Problem requirements
Copy out the entries that fall between the lines holding "Question. Identify every instance of the tunnel" and "(1210, 117)", inclusive, and omit the pictures from your copy.

Records for the task
————
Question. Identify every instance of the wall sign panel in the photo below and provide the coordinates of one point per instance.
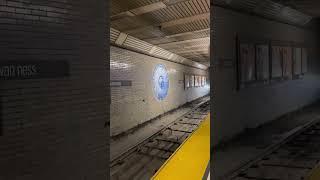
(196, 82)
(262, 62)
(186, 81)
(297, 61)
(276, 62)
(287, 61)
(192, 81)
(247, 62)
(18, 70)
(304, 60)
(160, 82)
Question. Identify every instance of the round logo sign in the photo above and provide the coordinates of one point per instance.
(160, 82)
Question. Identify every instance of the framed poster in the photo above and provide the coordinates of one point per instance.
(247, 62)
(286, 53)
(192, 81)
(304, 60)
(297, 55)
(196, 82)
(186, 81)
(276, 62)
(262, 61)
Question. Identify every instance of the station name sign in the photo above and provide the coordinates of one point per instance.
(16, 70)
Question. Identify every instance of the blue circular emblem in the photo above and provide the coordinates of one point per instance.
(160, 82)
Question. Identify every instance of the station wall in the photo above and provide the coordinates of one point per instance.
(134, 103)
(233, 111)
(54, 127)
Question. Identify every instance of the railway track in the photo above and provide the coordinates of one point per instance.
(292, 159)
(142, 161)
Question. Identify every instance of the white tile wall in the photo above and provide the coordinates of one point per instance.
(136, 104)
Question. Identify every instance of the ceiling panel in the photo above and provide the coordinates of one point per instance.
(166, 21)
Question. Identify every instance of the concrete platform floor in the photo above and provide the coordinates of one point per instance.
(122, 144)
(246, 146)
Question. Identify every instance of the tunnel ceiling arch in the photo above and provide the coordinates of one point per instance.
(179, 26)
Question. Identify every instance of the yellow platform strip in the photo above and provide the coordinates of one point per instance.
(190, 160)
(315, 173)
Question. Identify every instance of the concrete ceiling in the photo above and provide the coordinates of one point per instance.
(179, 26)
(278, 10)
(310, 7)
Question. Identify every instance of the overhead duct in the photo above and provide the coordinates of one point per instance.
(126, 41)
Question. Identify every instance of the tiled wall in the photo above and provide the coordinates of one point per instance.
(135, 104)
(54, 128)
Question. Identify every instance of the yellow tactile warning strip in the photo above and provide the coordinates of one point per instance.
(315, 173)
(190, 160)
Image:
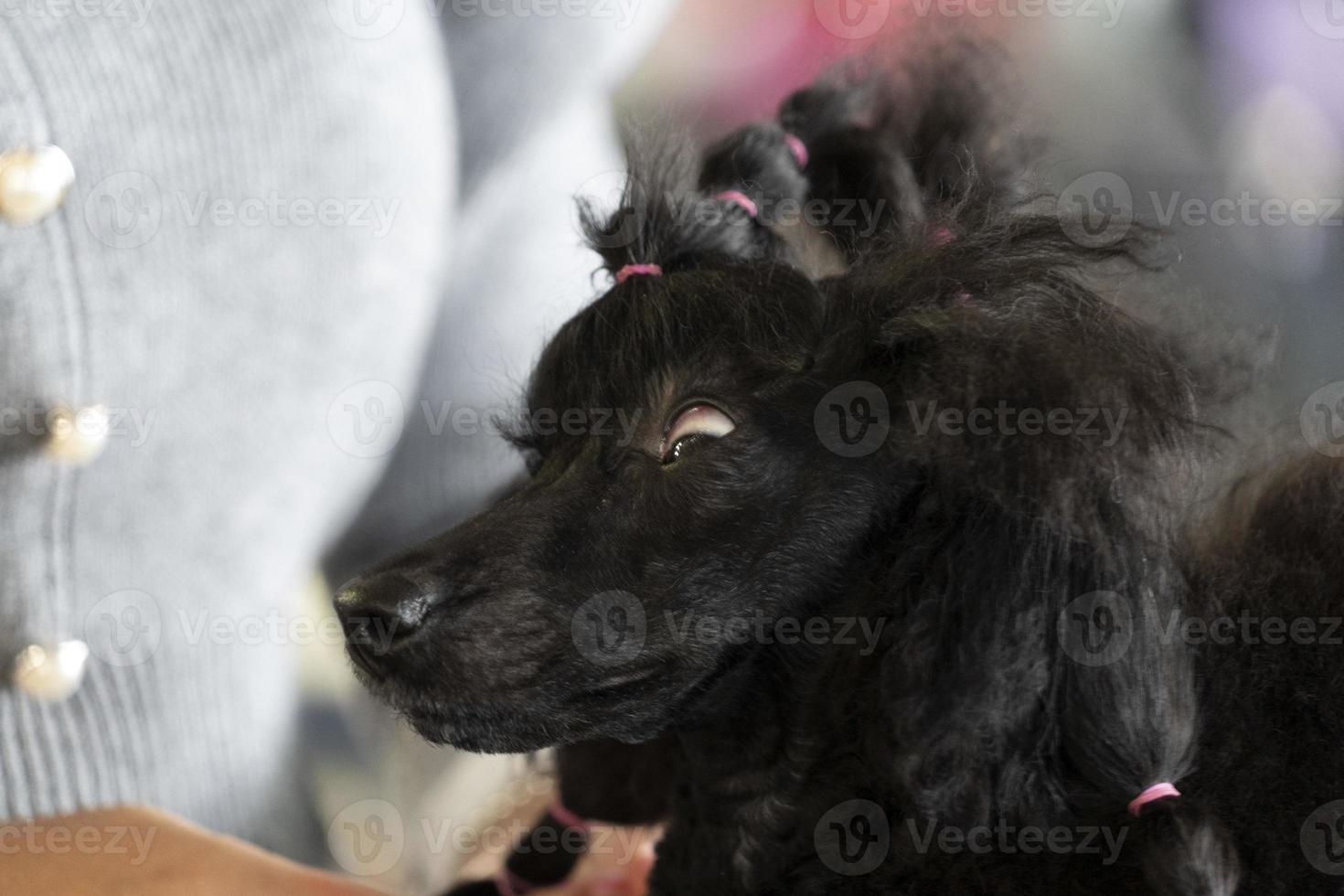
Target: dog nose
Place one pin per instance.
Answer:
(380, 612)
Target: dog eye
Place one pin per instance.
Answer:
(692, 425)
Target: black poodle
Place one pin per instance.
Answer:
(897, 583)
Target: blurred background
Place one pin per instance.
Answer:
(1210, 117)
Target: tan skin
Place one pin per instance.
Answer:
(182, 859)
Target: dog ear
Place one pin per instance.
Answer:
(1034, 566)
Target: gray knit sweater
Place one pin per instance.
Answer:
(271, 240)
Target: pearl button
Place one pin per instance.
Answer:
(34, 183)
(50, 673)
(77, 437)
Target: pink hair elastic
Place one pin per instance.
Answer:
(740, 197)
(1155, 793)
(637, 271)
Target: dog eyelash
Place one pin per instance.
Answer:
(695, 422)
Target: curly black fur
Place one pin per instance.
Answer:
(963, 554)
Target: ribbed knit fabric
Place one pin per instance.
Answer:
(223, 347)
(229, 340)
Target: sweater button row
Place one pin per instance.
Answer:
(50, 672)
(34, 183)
————
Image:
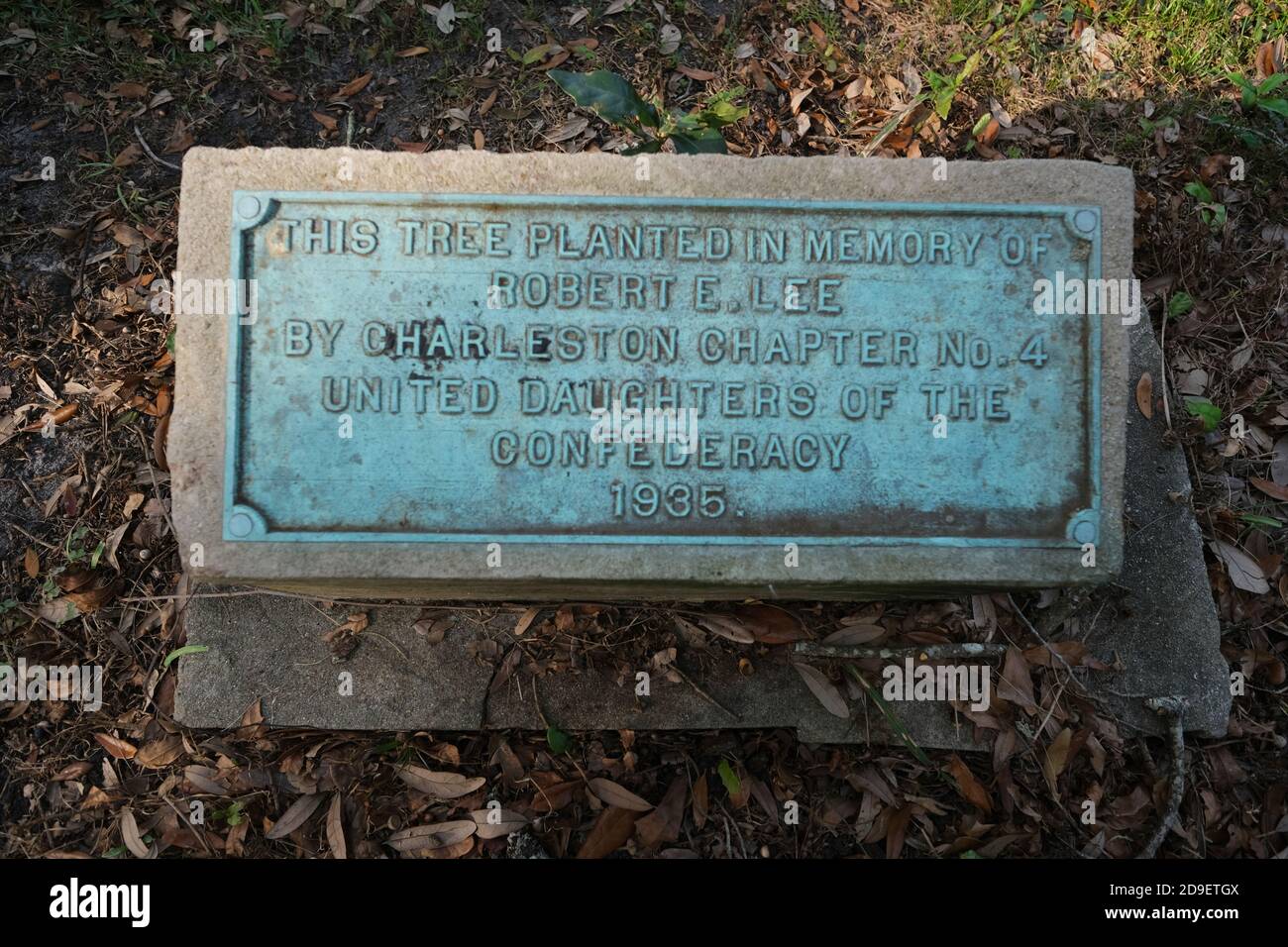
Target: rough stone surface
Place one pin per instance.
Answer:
————
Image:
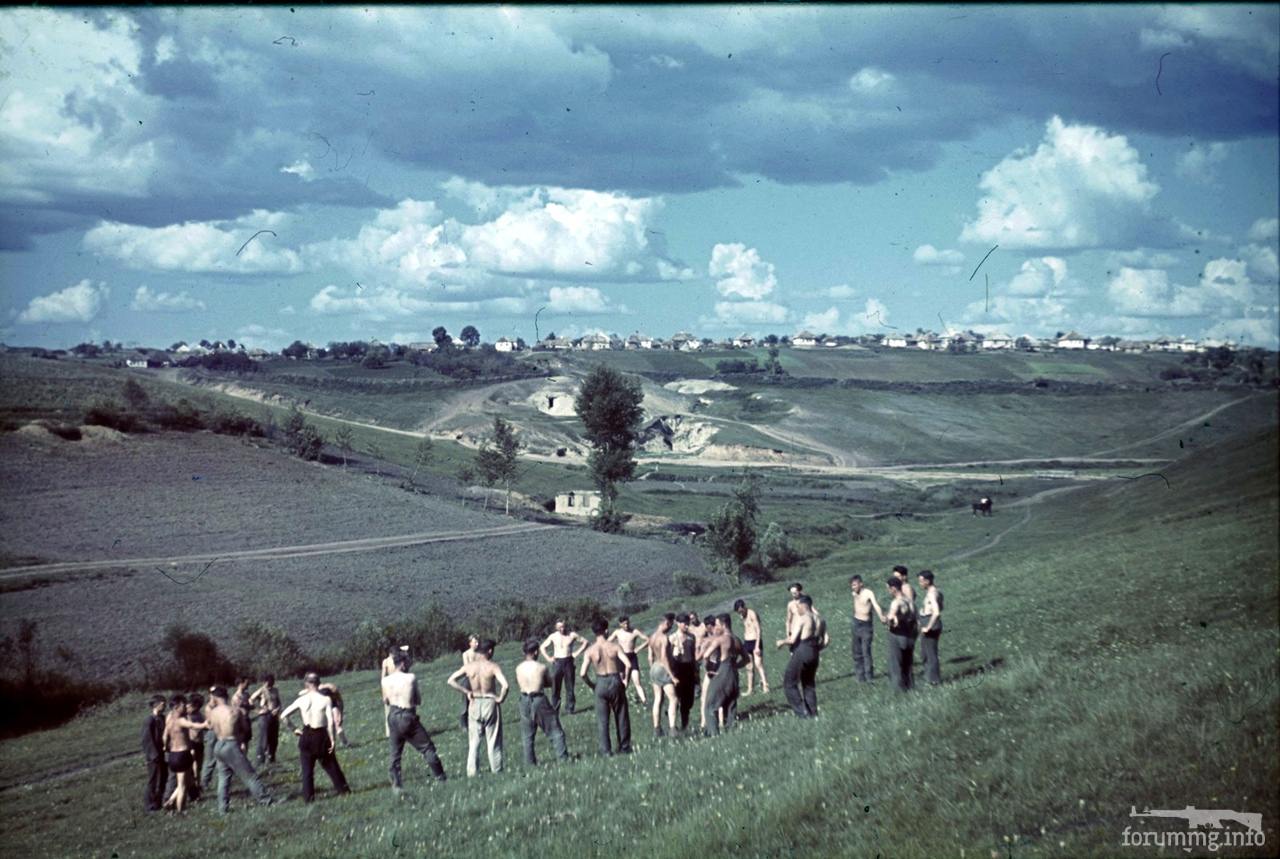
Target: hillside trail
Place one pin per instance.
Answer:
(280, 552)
————
Result of this exercise
Question. Identify every instance of the tunnel ceiling arch in the photo above and provide the coordinates of one point per instance.
(179, 26)
Question. Identify every instance of the yellow platform strip in the photo above and provide the coordinates of one point per instance.
(190, 160)
(315, 173)
Question. Identify every instance of the concrete ceiling in the photo above and provide the coordinates of one point per instance.
(179, 26)
(278, 10)
(310, 7)
Question. Identify every instance of the overhead duct in the photo above and provide the coordinates of one point per instance.
(126, 41)
Question. Identify every instance of the tiled wall in the photo above and provide the coordinates of one point per instance.
(135, 104)
(54, 128)
Question. Identify every instance of the yellow tactile warning strip in the photo above and provide the coordinates of one point per instance.
(315, 173)
(190, 160)
Image:
Target: dog nose
Place one pin per instance.
Answer:
(380, 612)
Target: dog eye
Place one pin per instance.
Answer:
(692, 425)
Target: black poodle
Place one pin per instance.
Answer:
(897, 583)
Target: blurred background
Place one pin per instance.
Answer:
(1210, 117)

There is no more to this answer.